Artist Name: Hassan Hakmoun
Genre: Gnawaa
Country: Morocco

Artist Bio: 

Despite his globetrotting, Moroccan musician Hassan Hakmoun is a gnawa through and through. Born in Marrakech to a mother who is well known as a gnawa healer, he was performing in the city's famous Jmaa el-Fna square by age four alongside snake charmers and fire-breathing acrobats.

His path to fame, and to realizing his unique mix of gnawa tradition, rock, funk and other elements, was fairly unorthodox. In 1987, he came to New York to perform as part of a traditional ensemble whose tour was funded by the Moroccan government. He fell in love with the city, and without knowing any English or really having any friends in New York, he hid in the airport and purposely missed his flight home.

EXTRACTED DATA:
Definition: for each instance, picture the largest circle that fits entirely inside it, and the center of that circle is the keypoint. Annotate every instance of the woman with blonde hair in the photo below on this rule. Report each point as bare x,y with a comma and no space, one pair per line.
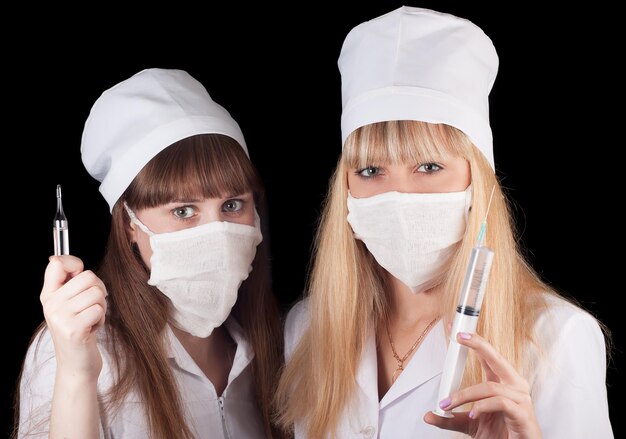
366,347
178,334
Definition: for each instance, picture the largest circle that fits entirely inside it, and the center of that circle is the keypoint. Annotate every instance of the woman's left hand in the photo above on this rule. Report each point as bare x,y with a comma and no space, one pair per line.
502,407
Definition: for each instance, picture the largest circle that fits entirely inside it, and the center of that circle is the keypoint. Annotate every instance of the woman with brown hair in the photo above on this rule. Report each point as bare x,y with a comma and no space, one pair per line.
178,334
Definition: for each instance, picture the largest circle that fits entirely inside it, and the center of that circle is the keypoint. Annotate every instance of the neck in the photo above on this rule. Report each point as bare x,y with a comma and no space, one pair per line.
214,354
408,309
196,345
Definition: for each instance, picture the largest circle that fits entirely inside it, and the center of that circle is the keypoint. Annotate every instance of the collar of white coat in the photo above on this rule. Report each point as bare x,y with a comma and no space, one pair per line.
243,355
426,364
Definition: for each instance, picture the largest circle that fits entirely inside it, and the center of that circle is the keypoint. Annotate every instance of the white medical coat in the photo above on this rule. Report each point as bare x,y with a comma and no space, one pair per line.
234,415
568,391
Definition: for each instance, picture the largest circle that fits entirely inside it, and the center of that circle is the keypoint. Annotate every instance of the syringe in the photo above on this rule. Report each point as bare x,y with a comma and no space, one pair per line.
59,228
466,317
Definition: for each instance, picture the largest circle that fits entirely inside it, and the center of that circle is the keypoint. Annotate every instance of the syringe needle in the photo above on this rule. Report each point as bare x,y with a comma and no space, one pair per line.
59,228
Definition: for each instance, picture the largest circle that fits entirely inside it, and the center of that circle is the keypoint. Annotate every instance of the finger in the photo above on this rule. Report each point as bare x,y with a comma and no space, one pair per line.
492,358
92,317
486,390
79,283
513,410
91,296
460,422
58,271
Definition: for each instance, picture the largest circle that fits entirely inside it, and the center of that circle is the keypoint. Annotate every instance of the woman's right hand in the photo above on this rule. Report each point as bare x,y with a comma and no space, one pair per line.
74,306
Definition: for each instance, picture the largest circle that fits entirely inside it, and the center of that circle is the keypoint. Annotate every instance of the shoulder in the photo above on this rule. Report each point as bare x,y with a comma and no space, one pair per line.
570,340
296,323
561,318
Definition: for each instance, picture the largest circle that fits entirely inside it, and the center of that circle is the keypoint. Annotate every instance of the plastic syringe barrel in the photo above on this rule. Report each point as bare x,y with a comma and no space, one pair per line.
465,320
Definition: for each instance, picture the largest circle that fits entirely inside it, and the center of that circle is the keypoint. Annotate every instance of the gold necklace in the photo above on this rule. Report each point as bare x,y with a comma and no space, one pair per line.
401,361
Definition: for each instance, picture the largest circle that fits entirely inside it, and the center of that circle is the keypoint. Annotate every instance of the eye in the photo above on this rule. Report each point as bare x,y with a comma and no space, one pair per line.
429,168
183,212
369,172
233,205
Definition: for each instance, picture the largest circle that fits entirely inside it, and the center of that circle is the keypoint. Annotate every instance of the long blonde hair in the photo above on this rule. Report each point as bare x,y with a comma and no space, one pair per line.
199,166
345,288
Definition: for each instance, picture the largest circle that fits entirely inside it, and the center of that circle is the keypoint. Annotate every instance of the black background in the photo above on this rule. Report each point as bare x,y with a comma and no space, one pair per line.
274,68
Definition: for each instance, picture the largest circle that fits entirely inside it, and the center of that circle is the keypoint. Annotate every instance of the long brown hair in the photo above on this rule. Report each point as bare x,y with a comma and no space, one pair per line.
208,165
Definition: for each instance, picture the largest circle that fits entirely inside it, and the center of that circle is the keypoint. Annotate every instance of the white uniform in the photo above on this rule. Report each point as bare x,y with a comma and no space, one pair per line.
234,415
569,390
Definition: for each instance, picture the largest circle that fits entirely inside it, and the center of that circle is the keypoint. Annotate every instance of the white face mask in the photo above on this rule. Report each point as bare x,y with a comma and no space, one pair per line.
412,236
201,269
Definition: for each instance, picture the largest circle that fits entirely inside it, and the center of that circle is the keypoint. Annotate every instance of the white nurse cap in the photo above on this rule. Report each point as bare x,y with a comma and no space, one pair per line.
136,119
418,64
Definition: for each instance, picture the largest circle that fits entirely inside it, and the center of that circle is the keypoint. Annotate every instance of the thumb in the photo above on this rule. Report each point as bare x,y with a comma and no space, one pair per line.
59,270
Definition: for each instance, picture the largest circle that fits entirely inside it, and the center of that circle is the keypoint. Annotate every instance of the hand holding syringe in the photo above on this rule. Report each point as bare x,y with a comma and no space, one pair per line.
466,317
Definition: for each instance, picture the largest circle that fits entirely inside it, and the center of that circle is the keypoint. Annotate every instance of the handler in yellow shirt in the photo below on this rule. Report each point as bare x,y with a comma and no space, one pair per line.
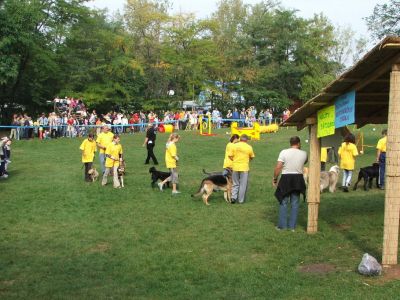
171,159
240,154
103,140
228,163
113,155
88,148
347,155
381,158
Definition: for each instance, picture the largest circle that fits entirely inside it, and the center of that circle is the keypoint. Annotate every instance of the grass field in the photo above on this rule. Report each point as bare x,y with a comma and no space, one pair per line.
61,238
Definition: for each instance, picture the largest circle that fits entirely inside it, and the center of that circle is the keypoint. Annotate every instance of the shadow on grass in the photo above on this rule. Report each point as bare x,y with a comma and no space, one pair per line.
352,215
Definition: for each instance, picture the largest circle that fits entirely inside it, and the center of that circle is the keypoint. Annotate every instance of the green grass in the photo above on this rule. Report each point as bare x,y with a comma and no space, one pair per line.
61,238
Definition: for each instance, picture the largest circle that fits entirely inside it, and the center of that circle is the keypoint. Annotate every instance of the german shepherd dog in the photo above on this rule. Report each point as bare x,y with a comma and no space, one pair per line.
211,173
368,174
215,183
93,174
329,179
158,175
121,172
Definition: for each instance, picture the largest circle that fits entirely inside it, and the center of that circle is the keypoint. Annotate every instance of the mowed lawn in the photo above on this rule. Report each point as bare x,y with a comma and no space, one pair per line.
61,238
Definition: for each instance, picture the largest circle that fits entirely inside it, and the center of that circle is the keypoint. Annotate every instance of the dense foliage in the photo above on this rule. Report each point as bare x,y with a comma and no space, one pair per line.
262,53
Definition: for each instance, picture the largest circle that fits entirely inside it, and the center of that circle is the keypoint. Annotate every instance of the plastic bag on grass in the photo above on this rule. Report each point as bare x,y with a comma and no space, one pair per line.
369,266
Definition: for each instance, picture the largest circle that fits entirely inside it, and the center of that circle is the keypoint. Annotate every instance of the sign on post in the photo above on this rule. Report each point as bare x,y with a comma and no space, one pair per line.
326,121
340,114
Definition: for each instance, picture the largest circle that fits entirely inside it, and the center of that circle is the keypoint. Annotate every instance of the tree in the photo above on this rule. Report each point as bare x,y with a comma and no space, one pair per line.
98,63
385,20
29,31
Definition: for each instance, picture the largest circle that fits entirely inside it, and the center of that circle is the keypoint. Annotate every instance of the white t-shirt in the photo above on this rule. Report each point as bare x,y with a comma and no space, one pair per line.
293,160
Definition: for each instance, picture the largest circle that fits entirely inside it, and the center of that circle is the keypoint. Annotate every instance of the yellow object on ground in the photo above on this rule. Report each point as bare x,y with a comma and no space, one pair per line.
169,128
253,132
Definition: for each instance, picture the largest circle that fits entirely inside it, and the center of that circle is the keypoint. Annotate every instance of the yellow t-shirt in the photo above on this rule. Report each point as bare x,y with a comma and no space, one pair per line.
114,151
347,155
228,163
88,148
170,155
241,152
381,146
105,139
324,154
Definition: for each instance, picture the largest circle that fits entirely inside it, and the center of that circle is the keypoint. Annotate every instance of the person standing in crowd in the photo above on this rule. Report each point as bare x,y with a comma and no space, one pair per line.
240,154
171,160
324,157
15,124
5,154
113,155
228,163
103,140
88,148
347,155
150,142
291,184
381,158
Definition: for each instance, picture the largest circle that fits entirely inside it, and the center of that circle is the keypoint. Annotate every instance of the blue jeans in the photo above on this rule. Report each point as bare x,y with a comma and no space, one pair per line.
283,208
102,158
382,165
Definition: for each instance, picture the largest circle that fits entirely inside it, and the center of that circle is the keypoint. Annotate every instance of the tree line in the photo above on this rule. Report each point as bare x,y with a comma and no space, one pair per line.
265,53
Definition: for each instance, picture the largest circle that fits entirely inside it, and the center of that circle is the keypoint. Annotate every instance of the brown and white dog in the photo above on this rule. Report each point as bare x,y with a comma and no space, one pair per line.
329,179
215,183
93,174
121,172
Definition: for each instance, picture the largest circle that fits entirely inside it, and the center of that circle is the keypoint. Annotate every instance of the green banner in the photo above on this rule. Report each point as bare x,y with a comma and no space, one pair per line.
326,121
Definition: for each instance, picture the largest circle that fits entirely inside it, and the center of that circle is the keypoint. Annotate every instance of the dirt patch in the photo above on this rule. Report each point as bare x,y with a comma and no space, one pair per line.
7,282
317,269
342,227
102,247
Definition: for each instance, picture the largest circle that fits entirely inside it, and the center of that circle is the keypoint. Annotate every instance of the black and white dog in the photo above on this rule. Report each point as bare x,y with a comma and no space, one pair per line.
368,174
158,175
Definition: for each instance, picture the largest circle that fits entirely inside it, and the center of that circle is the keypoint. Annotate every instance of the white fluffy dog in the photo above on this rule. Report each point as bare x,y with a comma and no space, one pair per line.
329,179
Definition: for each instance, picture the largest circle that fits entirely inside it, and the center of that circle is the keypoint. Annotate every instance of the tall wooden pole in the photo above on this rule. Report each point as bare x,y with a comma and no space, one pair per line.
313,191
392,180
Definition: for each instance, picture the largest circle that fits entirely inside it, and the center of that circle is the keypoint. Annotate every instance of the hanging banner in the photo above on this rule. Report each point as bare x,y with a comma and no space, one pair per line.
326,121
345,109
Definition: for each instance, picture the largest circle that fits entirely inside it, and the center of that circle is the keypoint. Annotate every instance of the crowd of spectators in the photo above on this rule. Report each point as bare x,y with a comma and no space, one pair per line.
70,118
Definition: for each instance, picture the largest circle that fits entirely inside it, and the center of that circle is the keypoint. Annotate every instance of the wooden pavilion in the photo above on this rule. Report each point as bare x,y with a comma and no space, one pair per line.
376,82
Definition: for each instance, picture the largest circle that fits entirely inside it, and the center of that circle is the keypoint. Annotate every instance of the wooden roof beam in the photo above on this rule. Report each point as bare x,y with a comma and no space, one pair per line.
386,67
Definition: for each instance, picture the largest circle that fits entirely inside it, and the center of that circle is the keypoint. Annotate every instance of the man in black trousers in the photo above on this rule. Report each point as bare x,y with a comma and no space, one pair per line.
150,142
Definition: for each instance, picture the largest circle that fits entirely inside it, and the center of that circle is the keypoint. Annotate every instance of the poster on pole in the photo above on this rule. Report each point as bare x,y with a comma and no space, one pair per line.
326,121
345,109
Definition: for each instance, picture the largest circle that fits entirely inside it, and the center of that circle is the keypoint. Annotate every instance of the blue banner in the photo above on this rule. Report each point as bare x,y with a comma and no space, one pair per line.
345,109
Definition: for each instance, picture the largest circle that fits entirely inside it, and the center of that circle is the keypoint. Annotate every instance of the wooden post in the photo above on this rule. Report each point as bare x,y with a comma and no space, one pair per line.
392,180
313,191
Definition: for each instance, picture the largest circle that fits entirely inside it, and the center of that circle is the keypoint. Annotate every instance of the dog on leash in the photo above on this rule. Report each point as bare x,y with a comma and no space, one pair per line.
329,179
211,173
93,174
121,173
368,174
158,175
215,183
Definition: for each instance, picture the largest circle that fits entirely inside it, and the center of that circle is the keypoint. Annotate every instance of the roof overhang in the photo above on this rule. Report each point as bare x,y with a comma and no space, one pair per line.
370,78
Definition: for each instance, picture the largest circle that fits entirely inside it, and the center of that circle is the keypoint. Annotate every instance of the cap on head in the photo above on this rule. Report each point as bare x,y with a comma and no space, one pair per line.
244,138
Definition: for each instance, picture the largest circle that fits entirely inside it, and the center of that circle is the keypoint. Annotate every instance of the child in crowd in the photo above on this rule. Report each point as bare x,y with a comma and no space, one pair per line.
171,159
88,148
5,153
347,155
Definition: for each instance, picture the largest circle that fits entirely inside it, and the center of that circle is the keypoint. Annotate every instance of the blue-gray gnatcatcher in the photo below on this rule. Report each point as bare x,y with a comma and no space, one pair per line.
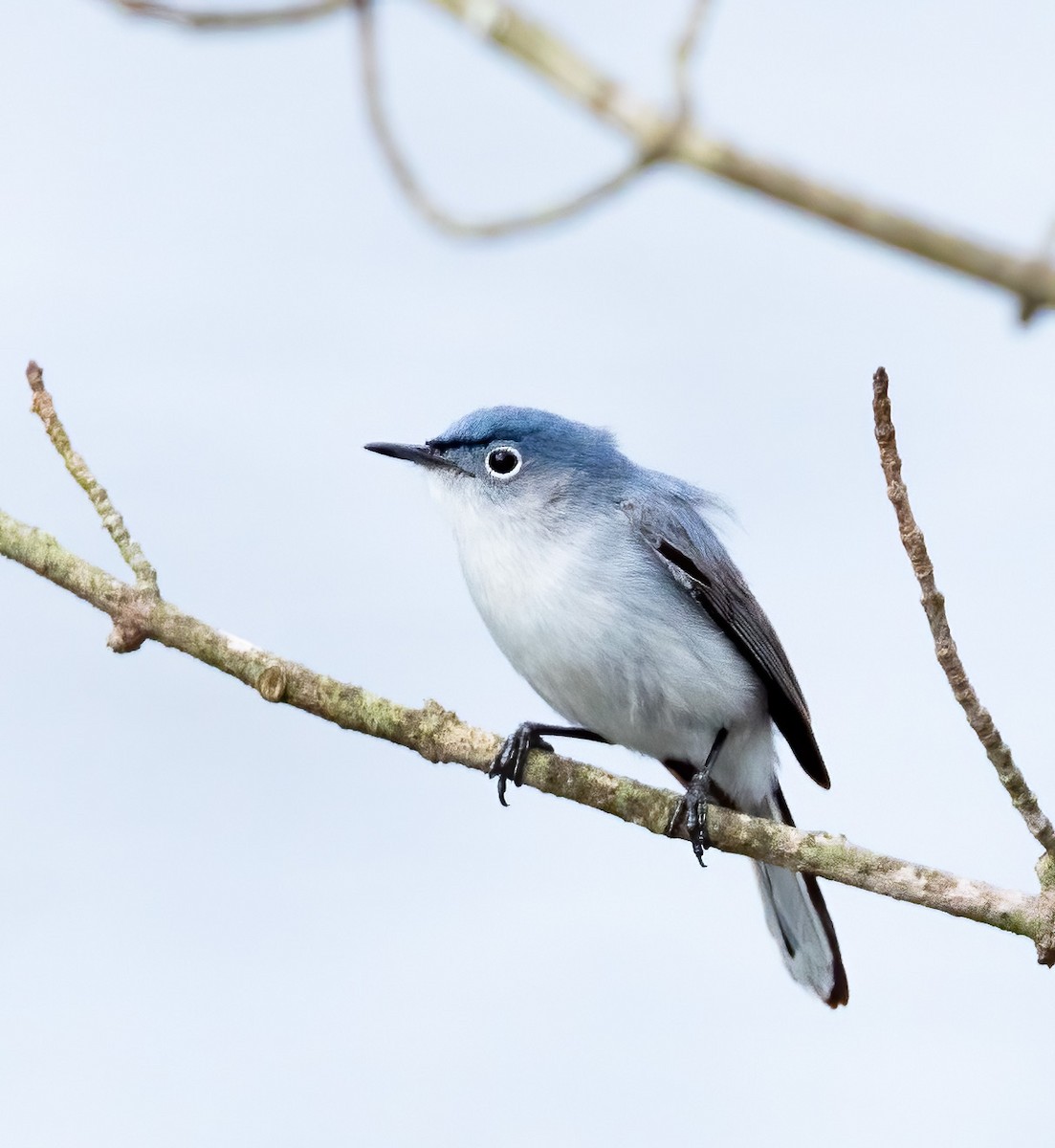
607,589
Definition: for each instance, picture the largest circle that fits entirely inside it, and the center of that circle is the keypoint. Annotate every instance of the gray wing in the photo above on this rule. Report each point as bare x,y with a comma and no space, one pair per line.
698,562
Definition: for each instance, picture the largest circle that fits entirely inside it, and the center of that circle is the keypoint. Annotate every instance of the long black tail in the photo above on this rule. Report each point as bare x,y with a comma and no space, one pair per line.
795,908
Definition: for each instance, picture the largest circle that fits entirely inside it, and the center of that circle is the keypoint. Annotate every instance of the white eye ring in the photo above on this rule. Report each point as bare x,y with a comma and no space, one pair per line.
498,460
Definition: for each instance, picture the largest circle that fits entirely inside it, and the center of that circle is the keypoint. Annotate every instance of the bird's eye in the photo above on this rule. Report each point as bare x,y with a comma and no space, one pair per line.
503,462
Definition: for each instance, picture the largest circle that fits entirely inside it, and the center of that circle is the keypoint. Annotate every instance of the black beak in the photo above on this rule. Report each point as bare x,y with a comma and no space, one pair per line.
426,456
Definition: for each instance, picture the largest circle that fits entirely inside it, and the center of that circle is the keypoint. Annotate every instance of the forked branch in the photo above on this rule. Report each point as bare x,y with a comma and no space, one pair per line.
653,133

WHAT TO DO:
a) According to the Hassan Hakmoun bio, in which square was he performing by age four?
b) Keep writing the Hassan Hakmoun bio, picking up right after its final sentence.

ANSWERS GIVEN:
a) Jmaa el-Fna square in Marrakech.

b)
The previous evening, he had met composer Richard Horowitz—an introduction that soon proved fortuitous. Soon, Horowitz set him up with a place to stay and found him a job playing in a Moroccan restaurant in Greenwich Village. Soon, the buzz on Hakmoun had grown to the point that he was one of the first two musicians signed to Peter Gabriel's hugely influential Real World record label. (The other was qawwali legend Nusrat Fateh Ali Khan from Pakistan.) Hakmoun's 1993 Real World album, Trance, demonstrated his desire to mix the sounds of his heritage with rock style.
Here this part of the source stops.